# The request
Please reproduce every line of the listing below word for word.

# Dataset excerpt
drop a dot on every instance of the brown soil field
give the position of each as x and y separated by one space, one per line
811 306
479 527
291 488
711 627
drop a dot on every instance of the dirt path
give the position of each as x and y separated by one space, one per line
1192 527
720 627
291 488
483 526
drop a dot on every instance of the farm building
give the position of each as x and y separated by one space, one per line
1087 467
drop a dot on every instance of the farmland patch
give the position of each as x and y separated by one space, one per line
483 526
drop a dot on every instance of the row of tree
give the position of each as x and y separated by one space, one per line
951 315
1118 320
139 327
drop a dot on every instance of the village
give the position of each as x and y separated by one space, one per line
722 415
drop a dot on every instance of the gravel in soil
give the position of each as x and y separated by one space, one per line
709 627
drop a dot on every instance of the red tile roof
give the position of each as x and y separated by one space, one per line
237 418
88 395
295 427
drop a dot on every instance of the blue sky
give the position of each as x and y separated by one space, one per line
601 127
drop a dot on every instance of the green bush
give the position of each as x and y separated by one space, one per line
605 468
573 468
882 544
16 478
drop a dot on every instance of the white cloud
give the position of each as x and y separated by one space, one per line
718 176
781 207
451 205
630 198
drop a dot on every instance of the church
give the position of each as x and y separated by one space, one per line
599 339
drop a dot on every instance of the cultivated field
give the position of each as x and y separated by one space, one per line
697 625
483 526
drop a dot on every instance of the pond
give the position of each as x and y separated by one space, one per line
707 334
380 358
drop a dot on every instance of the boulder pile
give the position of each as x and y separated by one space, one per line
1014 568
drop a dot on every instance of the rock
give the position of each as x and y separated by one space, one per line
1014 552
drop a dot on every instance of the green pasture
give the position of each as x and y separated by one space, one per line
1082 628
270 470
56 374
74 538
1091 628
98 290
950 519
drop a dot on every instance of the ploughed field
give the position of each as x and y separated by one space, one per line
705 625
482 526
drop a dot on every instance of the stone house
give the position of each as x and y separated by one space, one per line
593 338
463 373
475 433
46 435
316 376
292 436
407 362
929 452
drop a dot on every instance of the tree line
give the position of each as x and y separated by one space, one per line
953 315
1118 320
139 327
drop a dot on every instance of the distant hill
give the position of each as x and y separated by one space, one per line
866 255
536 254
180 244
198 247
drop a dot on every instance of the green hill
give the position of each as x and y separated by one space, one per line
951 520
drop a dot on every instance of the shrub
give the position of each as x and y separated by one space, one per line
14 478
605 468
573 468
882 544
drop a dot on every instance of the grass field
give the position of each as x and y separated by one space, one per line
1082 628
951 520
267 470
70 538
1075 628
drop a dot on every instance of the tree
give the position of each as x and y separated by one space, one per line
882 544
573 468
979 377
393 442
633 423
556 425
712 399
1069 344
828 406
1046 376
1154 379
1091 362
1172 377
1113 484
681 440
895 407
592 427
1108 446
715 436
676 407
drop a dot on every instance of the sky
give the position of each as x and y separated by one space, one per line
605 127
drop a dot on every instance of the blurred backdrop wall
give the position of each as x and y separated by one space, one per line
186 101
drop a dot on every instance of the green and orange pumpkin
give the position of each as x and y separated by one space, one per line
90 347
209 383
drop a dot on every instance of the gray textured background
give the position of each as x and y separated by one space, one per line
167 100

# Task solution
drop a dot on every instance of the brown soil field
give the position of each as x and y separated by one space, one per line
811 306
479 527
291 488
711 627
drop a dot on every instance of the dirt path
give the position of each as x and y separated by one space, one per line
1192 527
720 627
291 488
483 526
drop a dot on every instance of the farm building
give the position of each as x and y separated by one space, one per line
1087 467
drop a dot on every instance of the farmland patch
give the position of each as x and y separated by one space, one per line
483 526
drop a dot on every instance of the row of tree
give the position of each as x and y separated by one space, one per line
951 315
1118 320
139 327
drop a dot on every instance of the village
give the position of each as x and y separated by one space, one per line
722 415
drop a dot on every instance of the gravel in soil
give the position of each as x and y separated by one space, one per line
709 627
drop a dot on every instance of the red tile roof
give the position of each as x and y separated by one space, one per line
237 418
88 395
295 427
drop a dot on every instance of the blue sky
give the position of each as x and y separated by one space, one per line
601 127
drop a dot on every instance of the green bush
give the position of each as x and y separated by one space, one per line
605 468
573 468
882 544
16 478
drop a dot on every instance of the white cloud
give the position of each as x and y separated by one space, one per line
718 176
781 207
451 205
630 198
drop a dot on every instance of the church
give the position of each as x and y separated by one space, one per line
599 339
drop a dot on every instance of the cultivated field
give the position of each as x and y separated by one space, one per line
697 625
483 526
drop a dot on every instance of the pond
give the position of each as x and y separated by one space, one per line
707 334
380 358
drop a dot on every instance of the boulder pile
give the position of each as x and y separated by one space, one per line
1014 568
drop a dot on every instance of the rock
give the position of each as x and y separated by one space, one per line
1014 552
drop a dot on every instance of the green pasture
give the position of each as x and y separated by one space, one per line
1082 628
270 470
56 374
74 538
1091 628
98 290
950 519
drop a dot on every instance of the ploughed field
give the position of each as x and y separated by one space, one per line
705 625
482 526
drop a dot on every instance of the stone house
give the position of each as x and y separated by one space, one per line
593 338
463 373
475 433
46 435
316 376
292 436
407 362
929 452
drop a dot on every instance of the tree line
give the position of each as x and y separated by one space, one per line
953 315
1118 320
139 327
drop a dot on every instance of the distant hill
give the position of each as x and y separated by one space, one per line
866 255
536 254
180 244
198 247
drop a dot on every instance of the green hill
give the position of each as x and y separated by one space, one per line
951 520
drop a dot on every instance of the shrub
give the position of each as x and y separated by one space, one per line
14 478
605 468
573 468
882 544
drop a dot on every instance of the grass field
give the position of each as x and y separated by one space, one per line
1082 628
951 520
267 470
70 538
1075 628
drop a dot on every instance of the tree
give the position of each as x and y separated by one space, one per line
882 544
573 468
979 377
393 442
633 423
556 425
712 399
1069 344
828 406
1046 376
1154 379
1091 362
1172 377
1113 484
681 440
895 407
592 427
1108 446
715 436
676 407
drop a dot on every instance of the sky
give the position of each as x and y separated by one space, one per line
605 127
drop a dot on every instance of the blurred backdrop wall
give the position of each as x and y separated by one space, one per line
186 101
drop a dot on every instance of the green and orange pumpkin
give the position of each as x and y separated by one space, one per line
90 347
209 383
drop a dot on every instance of the gray textured background
give the position of each as x and y separated by one space, one per line
167 100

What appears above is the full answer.